= EXTRAIT DU TEXTE =
»»

Mille pèlerins, ce sont mille raisons d'aller là-bas !
Et que rencontraient-ils, en Galice ? Eux-mêmes, à n'en pas douter.
Le reste concerne seulement leur conscience. Bonne route, marcheurs de l'absolu !
Ce texte m'a plu, car pour se dire pèlerin sur ce Chemin des Etoiles pas besoin de suivre le chemin que l'Eglise à tracer et de suivre leurs salamalecs jacquaires ! J'ai tracé mon propre chemin et j'en suis heureux. J'ai mieux compris les motivations de ces pèlerins d'antan et sur 1500 km j'ai partagé une partie de leur joie, de leur souffrance, de leur interrogation et contemplé les paysages qu'ils ont traversé. Face à ces pèlerins moyenâgeux j'ai été un tout petit pèlerin.
Malheureusement, j'aurais aimé partager avec des hommes et des femmes qui pensent comme moi, qui ont une autre vision du Chemin, mais comme la plupart sont inspirés du Miam-Miam Dodo et suivent leurs applications sur leur smartphone élaborées par une bande de couillons, on ne va pas bien loin dans la conversation. En dix ou quinze jours de marche on ne ressent pas la même chose qu'en 80 jours. C'est une des raisons que, parfois, je me sentais comme un extra-terrestre :
DÉCONNECTE-TOI POUR MIEUX TE CONNECTER
Depuis des millénaires les hommes ont suivi les chemins qui conduisaient à l'extrême pointe de la terre, au bout du monde et notamment aux Finis-terra que sont en autre la Cornouaille, l'Irlande, l'Armorique, la Galice. Il en venait de partout, des pèlerins en marche depuis le fin fond des terres de l'Europe. Le but de leur voyage, c'était de recueillir l'héritage ! L'héritage des Grands Hommes Venus de la Mer... ceux qui ont construit les plus importants monuments
Mégalithes que nous pouvons encore aujourd'hui admirer.

««

= LIGNES DE DONNÉES =

»»

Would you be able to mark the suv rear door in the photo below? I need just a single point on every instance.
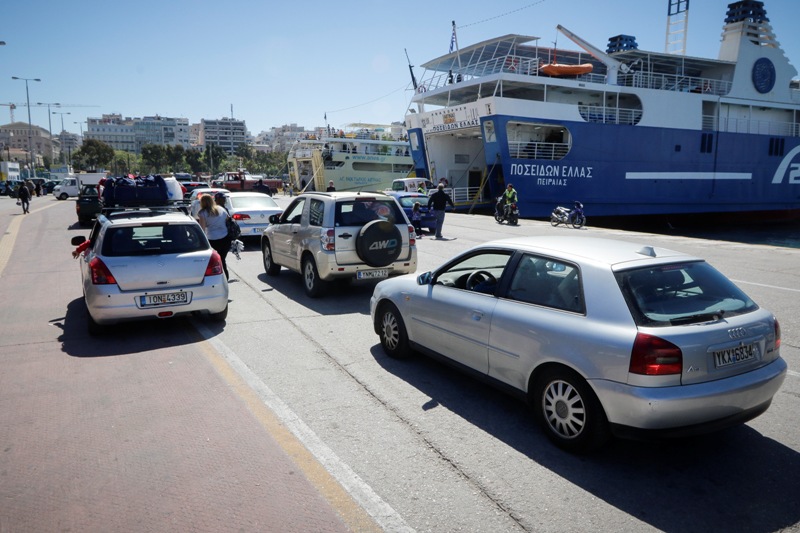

««

= TÂCHE COURTE 1 =
Indiquez si chacune des affirmations suivantes concorde avec l'extrait sur le pèlerinage, en répondant par oui ou par non et en citant les mots décisifs de l'extrait. (a) L'auteur a marché sur 1500 km. (b) L'auteur a suivi le chemin tracé par l'Église. (c) L'auteur a pu avoir de longues conversations avec les autres marcheurs.
= TÂCHE COURTE 2 =
D'après l'extrait sur le pèlerinage, quel était le but du voyage des pèlerins venus de toute l'Europe ?
= TÂCHE COURTE 3 =
Poursuivez l'extrait sur le pèlerinage à partir de la phrase qui le termine, en gardant le même ton.

= RÉPONSE RÉDIGÉE 1 =
(a) Oui : « sur 1500 km j'ai partagé une partie de leur joie ».
(b) Non : « J'ai tracé mon propre chemin et j'en suis heureux. »
(c) Non : « on ne va pas bien loin dans la conversation ».

= RÉPONSE RÉDIGÉE 2 =
Leur but était de recueillir l'héritage des Grands Hommes Venus de la Mer.

= RÉPONSE RÉDIGÉE 3 =
Ces Grands Hommes Venus de la Mer, dont Gargantua (dont le nom signifie : le gars des grandes pierres) était l'un d'eux, avaient habité une grande île qui s'était tout à coup enfoncée dans la mer, on ne sait pas au juste pourquoi ? Où bien c'était la mer qui avait monté, peut-être parce que les grandes glaces lointaines s'étaient mises à fondre ? Pour certain, cette île avait pour nom « Atlantide ». Mais quelques-uns avait pu échapper au désastre. Ils avaient mis, à la sauvette, dans leur bateau, toute leur connaissance et leurs savoir-faire et ont vogué en direction du soleil levant avant de débarquer sur la terre ferme, non loin de Noia (Noé) où ils installèrent leur premier campement.
Une légende raconte que dans la baie de Noia, tout près de Baroña, Noé à la fin du déluge vint s'échouer avec son arche sur le Mont Arros au dessus de la petite ville de Noia qui doit son nom à Noé. D'ailleurs les armoirie de la ville : c'est l'arche de Noé !
Ces Grands Hommes Venus de la Mer, étaient de la race des Druides Atlantes... Ils se sont mêlés avec les autochtones et cela a donné une race à part, une race pas ordinaire qui parle encore une langue atlantéenne, la seule au monde : les Basques.
C'est sur le Pico Sacro, la Montagne sacré, une des premières terres visibles depuis l'océan Atlantique que les Grands Survivants se sont installés où justement l'apôtre Jacques, selon la légende, a été d'abord inhumé avant d'être transporté à Compostelle, la Terre de l'Etoile selon les uns ou la Champ des Etoiles selon les autres. !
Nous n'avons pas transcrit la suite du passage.